Aim | Reproduce only the part of the material that opens with the line containing "pin: the detergent" and runs through its final line, both ends included, keeping every line. Add 36 to each x and y coordinate in the answer points.
#####
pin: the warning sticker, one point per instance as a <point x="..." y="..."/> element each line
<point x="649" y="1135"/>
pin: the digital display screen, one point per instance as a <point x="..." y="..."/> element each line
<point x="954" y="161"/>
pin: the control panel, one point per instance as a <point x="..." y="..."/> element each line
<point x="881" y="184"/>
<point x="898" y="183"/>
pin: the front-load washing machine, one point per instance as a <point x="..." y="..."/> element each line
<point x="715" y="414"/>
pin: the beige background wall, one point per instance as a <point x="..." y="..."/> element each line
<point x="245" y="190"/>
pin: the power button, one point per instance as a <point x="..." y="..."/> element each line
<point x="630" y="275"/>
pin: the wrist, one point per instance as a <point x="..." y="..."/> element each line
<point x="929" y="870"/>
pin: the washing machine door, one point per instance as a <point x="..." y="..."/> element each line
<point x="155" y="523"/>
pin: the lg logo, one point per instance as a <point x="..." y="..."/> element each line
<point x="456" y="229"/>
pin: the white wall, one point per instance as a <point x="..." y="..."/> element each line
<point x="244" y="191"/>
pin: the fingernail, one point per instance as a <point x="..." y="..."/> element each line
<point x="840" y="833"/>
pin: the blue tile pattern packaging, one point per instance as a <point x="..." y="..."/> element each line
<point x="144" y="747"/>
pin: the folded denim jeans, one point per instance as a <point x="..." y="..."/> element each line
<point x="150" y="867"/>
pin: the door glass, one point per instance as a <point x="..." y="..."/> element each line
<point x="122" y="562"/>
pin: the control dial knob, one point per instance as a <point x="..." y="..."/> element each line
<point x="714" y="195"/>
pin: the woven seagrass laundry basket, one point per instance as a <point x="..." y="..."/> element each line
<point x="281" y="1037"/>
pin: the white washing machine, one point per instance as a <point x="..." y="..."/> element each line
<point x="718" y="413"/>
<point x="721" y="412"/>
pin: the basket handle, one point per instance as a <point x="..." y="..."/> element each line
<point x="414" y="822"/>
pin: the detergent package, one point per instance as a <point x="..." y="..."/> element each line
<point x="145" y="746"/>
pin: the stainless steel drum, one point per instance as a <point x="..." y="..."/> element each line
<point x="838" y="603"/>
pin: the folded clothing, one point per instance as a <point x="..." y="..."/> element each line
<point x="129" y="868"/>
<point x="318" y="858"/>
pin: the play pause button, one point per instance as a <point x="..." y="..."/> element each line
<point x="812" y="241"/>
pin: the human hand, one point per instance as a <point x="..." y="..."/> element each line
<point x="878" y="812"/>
#####
Task result |
pin: the detergent package, one point per instance as a <point x="..." y="..."/> element each line
<point x="181" y="782"/>
pin: the stainless steel drum, one point per instance as a <point x="..." y="..."/> element each line
<point x="874" y="639"/>
pin: the folded clothing, one point per instance as a <point x="..." y="..."/> element each line
<point x="165" y="904"/>
<point x="354" y="894"/>
pin: the play pause button, one point per instance as a <point x="..." y="..."/> element each line
<point x="848" y="277"/>
pin: the human hand, one point per instance as a <point x="..." y="..."/> element each line
<point x="914" y="848"/>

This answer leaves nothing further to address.